Excerpt from a dataset
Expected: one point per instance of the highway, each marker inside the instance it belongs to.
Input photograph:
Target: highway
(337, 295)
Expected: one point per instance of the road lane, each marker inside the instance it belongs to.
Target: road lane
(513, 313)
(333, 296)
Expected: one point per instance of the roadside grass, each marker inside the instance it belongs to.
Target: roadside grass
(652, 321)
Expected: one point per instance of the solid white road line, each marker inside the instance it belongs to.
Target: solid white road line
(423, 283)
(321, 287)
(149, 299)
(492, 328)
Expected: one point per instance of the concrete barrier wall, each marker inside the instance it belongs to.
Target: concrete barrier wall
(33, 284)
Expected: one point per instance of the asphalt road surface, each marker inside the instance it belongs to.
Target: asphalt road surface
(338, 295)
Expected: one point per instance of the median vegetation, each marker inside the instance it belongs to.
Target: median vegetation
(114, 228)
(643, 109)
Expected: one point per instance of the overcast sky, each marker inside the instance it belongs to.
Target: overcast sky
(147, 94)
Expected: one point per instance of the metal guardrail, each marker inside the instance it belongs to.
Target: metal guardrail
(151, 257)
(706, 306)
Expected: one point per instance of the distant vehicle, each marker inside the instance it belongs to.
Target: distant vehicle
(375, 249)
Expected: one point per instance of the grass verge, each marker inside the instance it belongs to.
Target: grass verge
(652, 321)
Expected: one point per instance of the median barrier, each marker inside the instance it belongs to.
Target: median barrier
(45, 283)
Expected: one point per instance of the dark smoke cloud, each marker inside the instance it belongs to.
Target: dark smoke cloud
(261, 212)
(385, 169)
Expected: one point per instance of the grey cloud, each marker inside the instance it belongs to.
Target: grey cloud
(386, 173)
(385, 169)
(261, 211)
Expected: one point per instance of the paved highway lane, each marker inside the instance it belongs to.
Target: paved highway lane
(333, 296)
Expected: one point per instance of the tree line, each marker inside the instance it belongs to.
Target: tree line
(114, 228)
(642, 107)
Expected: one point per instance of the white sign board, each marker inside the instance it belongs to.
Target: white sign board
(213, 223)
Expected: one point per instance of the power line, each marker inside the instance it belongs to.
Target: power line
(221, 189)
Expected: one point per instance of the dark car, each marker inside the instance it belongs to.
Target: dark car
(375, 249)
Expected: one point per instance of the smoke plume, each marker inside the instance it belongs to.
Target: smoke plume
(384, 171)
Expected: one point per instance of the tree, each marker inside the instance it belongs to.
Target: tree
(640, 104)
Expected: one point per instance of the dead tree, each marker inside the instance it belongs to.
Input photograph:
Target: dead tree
---
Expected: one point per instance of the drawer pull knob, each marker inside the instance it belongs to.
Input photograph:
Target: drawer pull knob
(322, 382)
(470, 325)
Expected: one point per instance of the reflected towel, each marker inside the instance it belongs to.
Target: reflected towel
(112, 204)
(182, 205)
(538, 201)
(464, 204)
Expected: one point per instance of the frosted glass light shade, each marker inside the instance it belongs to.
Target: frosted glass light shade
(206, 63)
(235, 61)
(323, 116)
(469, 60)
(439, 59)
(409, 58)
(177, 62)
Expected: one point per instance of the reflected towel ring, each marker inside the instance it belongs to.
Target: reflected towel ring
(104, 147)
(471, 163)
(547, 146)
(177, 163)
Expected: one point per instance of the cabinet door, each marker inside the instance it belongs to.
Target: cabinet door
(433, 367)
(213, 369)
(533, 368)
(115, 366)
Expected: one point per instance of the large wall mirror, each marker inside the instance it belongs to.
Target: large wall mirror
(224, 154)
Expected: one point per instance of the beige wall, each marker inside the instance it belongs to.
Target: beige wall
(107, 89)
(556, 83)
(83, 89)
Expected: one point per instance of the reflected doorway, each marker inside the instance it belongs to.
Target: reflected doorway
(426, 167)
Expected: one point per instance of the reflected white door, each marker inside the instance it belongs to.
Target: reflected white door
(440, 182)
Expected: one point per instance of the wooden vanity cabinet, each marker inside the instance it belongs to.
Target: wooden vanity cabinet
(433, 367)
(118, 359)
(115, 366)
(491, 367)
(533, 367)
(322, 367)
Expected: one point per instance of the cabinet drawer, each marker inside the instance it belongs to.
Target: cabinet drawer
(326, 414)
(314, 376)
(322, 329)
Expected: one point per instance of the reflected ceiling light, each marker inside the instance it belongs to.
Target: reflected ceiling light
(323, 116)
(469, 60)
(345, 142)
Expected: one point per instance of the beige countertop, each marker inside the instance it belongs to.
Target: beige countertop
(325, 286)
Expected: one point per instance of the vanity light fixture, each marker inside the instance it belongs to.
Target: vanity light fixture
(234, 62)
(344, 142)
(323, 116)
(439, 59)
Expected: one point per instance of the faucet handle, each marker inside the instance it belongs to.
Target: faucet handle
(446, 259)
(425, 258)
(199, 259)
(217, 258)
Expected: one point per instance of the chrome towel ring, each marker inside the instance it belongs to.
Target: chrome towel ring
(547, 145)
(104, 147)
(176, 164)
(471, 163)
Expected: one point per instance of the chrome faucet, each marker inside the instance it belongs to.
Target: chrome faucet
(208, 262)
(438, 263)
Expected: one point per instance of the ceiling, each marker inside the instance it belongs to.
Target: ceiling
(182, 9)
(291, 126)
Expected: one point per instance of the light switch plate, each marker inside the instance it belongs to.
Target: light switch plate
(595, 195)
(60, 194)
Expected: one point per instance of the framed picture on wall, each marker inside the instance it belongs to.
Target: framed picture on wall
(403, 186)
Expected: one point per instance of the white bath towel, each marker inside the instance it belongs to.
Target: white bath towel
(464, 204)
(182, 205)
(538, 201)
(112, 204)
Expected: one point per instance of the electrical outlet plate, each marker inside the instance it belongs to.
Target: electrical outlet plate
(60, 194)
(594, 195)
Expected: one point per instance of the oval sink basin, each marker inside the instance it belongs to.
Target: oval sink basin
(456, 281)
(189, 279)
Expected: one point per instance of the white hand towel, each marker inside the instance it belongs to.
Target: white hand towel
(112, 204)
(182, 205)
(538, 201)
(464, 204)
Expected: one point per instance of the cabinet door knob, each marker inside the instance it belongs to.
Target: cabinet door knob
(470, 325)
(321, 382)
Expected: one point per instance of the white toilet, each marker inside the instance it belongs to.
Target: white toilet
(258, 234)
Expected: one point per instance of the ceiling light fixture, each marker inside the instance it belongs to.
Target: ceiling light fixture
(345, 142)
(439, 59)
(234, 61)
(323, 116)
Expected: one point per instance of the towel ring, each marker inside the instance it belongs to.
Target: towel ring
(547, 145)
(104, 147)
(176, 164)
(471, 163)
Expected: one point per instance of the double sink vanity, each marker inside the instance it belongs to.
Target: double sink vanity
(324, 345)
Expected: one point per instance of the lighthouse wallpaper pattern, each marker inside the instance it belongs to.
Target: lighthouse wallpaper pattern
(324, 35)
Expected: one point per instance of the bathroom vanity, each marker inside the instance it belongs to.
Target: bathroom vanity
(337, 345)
---
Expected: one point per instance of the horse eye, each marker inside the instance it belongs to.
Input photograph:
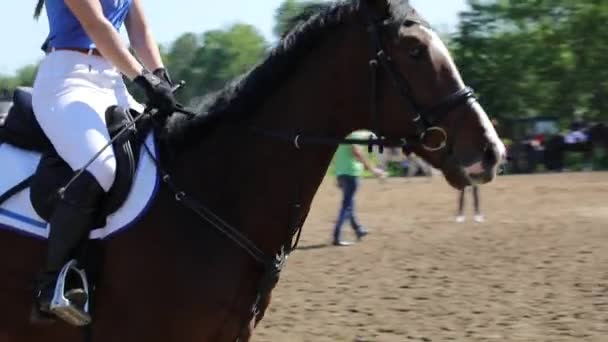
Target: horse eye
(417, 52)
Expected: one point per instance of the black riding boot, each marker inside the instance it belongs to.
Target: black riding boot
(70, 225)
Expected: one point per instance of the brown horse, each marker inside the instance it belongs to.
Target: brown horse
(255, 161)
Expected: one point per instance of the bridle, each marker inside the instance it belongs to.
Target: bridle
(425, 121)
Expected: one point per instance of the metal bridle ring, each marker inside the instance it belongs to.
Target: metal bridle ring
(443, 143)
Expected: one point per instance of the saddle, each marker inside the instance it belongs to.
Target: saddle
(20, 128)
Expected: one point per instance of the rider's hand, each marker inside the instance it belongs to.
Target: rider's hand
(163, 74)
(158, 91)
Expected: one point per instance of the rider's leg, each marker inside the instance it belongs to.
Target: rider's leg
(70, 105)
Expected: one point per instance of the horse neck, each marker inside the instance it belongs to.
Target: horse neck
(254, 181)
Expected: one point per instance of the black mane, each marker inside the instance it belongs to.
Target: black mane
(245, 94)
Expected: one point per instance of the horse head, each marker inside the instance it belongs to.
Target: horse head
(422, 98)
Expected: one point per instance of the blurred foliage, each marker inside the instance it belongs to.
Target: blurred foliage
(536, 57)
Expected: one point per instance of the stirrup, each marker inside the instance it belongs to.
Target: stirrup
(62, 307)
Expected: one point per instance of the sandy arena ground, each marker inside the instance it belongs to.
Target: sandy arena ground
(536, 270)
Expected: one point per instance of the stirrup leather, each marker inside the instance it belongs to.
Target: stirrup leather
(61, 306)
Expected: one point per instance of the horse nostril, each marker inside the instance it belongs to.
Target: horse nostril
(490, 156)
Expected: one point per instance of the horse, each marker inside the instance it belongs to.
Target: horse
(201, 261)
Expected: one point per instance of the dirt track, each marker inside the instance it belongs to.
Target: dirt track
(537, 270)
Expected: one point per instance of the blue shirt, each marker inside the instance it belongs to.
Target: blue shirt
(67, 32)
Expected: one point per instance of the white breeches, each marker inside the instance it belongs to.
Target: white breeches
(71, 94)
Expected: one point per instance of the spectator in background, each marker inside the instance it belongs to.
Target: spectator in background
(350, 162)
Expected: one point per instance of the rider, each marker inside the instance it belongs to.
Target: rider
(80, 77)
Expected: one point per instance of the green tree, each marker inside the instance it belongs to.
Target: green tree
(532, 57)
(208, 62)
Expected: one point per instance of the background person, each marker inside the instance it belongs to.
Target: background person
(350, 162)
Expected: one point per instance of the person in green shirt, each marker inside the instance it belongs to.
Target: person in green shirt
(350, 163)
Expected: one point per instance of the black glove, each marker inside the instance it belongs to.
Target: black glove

» TASK DESCRIPTION
Please change "dead tree" to "fallen tree" in the material from the line with "Expected: one point per instance of the dead" to the line with "Target: dead tree", and return only those lines.

» FULL ANSWER
Expected: one point per instance of the fallen tree, each marker inside the instance it belongs to.
Input photograph:
Target: fallen tree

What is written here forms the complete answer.